Au Maroc, les hépatites B et C sont les plus préoccupantes, car elles peuvent entraîner des infections chroniques, une cirrhose, un cancer du foie et des décès prématurés. Dans le monde, 354 millions de personnes vivent avec une hépatite chronique B ou C, et le Maroc contribue à ce fardeau, souvent à son insu, en raison du faible recours au dépistage.

Les hépatites B et C sont-elles encore considérées comme des «tueuses silencieuses» ? Peut-on en guérir ?

Oui, on les appelle souvent des « tueuses silencieuses », car les personnes infectées peuvent vivre des années, voire des décennies, sans aucun symptôme. Souvent, lorsque des symptômes apparaissent, il est déjà trop tard et des dommages graves au foie sont survenus.

L’hépatite C peut aujourd’hui être guérie grâce à des traitements antiviraux à action directe, tandis que l’hépatite B peut être efficacement prise en charge afin d’éviter les complications. Au Maroc, beaucoup de personnes découvrent leur infection à un stade avancé, ce qui rend le dépistage précoce indispensable.

Pourquoi de nombreux Marocains hésitent-ils encore à se faire dépister ? Les tabous ou idées fausses jouent-ils un rôle ?

Une étude chez Roche a démontré que 60 % des Marocains interrogés sont peu enclins à se faire dépister. Les idées fausses en sont une raison majeure : beaucoup pensent que l’hépatite ne touche que les consommateurs de drogues ou les personnes aux comportements « à risque », ce qui est faux. D’autres craignent la stigmatisation sociale ou le jugement de leur entourage.

Cette stigmatisation peut avoir des conséquences graves. Par exemple, certaines personnes évitent de se faire tester, même si elles soupçonnent une exposition passée, par peur de la discrimination. Nous devons banaliser le dépistage afin qu’il devienne aussi naturel que de vérifier sa tension artérielle.
========================================================================
■ **Action demandée**: Citez le passage de l'extrait sur les hépatites qui va de « Au Maroc, les » à « foie sont survenus. », ces deux bouts compris. La liste ne vient pas de la même source que l'extrait sur les hépatites.

(Fiches tirées d'une collection)
========================================================================
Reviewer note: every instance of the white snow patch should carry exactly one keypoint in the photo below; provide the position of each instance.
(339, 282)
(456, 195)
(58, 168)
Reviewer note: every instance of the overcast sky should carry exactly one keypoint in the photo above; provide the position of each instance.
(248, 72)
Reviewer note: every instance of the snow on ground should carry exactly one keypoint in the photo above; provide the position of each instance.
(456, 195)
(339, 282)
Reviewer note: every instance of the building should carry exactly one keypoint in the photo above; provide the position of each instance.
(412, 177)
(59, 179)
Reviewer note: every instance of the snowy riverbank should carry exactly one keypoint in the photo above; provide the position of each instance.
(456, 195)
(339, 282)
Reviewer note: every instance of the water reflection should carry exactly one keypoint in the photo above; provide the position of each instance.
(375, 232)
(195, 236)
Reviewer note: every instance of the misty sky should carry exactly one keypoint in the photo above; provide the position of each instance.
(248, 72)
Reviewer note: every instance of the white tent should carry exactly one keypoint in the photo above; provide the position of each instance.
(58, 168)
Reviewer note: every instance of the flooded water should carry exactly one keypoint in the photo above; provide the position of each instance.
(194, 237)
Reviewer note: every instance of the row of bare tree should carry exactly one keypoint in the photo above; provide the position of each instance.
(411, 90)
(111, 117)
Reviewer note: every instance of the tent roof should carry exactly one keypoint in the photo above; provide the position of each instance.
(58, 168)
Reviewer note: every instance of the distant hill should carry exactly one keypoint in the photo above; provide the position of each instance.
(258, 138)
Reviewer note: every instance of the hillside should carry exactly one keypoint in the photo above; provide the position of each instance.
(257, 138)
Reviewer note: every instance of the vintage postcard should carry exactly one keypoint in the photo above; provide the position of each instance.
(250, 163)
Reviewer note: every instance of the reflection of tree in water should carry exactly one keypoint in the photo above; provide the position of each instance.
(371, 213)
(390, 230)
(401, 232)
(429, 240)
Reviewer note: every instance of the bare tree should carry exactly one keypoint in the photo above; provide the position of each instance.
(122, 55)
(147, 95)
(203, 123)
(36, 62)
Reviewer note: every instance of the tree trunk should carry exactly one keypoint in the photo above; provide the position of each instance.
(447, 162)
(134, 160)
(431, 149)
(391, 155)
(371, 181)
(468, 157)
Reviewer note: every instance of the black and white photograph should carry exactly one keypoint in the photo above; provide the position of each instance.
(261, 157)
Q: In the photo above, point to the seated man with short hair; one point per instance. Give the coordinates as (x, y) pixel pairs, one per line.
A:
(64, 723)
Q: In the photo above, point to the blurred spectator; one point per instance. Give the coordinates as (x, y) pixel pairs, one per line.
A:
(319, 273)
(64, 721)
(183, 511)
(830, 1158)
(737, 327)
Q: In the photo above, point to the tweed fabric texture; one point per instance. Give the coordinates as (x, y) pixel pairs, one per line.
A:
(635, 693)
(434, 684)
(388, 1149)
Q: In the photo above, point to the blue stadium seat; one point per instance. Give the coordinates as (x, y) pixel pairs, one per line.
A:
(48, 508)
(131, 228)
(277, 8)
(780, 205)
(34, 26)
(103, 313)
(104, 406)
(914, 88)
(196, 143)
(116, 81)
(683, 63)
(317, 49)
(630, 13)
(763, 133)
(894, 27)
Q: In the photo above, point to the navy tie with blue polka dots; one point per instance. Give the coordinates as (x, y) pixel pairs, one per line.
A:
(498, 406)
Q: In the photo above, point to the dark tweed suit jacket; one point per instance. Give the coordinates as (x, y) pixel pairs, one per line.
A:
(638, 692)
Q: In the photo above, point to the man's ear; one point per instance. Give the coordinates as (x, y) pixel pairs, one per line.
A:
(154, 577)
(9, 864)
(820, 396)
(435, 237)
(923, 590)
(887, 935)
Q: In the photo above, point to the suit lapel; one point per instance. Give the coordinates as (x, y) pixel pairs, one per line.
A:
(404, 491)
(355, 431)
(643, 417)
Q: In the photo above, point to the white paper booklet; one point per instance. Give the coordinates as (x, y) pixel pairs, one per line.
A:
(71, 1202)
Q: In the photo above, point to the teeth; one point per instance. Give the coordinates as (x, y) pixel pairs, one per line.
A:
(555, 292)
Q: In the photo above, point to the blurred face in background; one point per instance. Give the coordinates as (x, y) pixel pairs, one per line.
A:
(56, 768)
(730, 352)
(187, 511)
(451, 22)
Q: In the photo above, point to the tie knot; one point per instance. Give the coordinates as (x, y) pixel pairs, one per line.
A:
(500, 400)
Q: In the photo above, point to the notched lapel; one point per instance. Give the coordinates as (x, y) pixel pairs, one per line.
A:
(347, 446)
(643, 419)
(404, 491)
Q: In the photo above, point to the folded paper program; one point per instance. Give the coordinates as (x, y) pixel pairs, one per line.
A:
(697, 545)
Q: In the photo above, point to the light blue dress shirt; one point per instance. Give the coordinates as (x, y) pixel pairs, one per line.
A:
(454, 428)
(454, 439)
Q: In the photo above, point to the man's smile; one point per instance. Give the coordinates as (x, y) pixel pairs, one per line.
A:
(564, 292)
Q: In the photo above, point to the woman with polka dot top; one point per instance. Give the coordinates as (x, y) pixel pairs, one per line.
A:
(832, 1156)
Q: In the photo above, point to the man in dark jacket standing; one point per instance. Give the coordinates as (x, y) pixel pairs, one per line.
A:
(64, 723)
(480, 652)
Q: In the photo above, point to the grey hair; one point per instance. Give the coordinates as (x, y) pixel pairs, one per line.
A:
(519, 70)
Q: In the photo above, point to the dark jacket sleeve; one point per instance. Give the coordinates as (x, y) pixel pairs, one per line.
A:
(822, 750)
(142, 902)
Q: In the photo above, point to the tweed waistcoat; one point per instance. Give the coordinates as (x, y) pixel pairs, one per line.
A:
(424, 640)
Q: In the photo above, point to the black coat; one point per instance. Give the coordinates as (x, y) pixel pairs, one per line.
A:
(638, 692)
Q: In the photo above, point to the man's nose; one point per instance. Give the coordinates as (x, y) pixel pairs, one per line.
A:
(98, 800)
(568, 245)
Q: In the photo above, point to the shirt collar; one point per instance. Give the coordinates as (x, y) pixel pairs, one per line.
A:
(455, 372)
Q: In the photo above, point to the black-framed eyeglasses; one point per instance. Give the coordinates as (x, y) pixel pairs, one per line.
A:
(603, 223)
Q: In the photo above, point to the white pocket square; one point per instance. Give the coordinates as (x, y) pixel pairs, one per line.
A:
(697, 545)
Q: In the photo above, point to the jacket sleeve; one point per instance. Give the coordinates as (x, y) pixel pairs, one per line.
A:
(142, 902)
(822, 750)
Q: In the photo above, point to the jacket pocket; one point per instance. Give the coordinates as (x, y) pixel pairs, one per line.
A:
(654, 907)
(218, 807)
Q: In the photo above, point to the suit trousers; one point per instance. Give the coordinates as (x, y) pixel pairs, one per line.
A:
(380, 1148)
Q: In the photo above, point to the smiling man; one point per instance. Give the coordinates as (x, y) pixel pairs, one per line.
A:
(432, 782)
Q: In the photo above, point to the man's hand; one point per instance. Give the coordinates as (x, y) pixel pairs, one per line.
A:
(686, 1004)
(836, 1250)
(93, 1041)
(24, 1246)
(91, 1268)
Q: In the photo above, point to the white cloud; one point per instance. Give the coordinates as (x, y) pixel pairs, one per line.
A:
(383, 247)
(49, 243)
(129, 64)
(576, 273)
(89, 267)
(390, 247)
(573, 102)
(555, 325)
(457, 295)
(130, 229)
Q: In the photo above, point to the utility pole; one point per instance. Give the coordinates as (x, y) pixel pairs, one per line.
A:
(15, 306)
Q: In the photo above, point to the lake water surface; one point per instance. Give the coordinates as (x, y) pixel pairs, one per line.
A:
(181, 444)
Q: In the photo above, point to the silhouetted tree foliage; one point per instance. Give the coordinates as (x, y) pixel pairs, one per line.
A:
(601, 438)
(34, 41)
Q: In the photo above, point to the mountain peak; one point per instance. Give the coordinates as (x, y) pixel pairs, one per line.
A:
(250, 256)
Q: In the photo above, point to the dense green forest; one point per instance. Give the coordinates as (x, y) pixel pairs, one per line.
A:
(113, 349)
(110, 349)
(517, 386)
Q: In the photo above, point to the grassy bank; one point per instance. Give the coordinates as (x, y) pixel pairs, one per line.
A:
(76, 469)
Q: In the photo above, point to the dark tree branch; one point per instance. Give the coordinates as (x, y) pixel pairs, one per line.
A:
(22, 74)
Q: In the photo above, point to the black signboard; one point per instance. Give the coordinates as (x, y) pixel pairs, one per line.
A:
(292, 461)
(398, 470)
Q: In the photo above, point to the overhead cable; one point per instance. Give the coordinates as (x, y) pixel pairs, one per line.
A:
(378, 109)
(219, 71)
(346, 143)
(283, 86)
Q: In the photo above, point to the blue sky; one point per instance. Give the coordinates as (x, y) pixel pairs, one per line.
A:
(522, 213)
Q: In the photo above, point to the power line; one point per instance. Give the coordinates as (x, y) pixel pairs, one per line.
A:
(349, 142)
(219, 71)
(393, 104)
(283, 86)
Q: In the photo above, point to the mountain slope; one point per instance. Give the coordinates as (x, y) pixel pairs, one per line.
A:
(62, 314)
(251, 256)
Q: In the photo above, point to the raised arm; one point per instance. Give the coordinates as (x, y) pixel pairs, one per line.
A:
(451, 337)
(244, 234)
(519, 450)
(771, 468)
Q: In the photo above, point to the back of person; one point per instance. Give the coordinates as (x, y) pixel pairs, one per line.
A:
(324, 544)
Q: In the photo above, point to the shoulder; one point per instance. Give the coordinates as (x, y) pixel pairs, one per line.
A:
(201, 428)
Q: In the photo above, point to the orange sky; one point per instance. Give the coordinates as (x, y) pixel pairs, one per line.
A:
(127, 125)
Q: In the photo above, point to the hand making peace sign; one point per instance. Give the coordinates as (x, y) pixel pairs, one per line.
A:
========================================================================
■ **Solution proposée**:
Au Maroc, les hépatites B et C sont les plus préoccupantes, car elles peuvent entraîner des infections chroniques, une cirrhose, un cancer du foie et des décès prématurés. Dans le monde, 354 millions de personnes vivent avec une hépatite chronique B ou C, et le Maroc contribue à ce fardeau, souvent à son insu, en raison du faible recours au dépistage.

Les hépatites B et C sont-elles encore considérées comme des «tueuses silencieuses» ? Peut-on en guérir ?

Oui, on les appelle souvent des « tueuses silencieuses », car les personnes infectées peuvent vivre des années, voire des décennies, sans aucun symptôme. Souvent, lorsque des symptômes apparaissent, il est déjà trop tard et des dommages graves au foie sont survenus.